- _TO DO_:
Copy each line of the listing that includes "Target".

- _THE INPUT_:
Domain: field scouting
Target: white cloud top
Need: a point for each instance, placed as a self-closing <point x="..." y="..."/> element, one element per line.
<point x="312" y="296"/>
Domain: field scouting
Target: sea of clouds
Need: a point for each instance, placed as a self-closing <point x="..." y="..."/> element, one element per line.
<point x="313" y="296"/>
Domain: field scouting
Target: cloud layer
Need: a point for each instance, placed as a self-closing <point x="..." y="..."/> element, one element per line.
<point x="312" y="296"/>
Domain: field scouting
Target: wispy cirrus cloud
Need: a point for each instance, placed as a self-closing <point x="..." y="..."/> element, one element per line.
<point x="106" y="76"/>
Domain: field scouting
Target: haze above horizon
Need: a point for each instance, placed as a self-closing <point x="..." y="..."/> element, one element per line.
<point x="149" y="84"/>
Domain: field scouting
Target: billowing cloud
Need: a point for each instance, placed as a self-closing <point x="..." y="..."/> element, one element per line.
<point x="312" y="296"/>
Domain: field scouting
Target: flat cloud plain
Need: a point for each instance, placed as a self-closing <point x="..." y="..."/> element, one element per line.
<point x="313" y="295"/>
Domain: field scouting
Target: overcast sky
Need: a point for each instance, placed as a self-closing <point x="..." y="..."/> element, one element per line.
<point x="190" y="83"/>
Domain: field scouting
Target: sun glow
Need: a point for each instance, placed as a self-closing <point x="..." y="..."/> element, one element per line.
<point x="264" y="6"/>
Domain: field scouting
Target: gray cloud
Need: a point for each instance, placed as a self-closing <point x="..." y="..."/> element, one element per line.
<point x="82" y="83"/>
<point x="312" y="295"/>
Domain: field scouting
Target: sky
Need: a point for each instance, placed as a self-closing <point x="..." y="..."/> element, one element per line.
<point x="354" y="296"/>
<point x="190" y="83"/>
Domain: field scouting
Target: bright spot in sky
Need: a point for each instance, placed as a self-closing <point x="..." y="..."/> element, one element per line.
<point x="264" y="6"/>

- _OUTPUT OF THE EXERCISE_:
Target: white cloud top
Target: sea of clouds
Target: cloud layer
Target: wispy cirrus cloud
Target: haze above horizon
Target: billowing cloud
Target: flat cloud plain
Target: overcast sky
Target: sun glow
Target: gray cloud
Target: sky
Target: bright spot in sky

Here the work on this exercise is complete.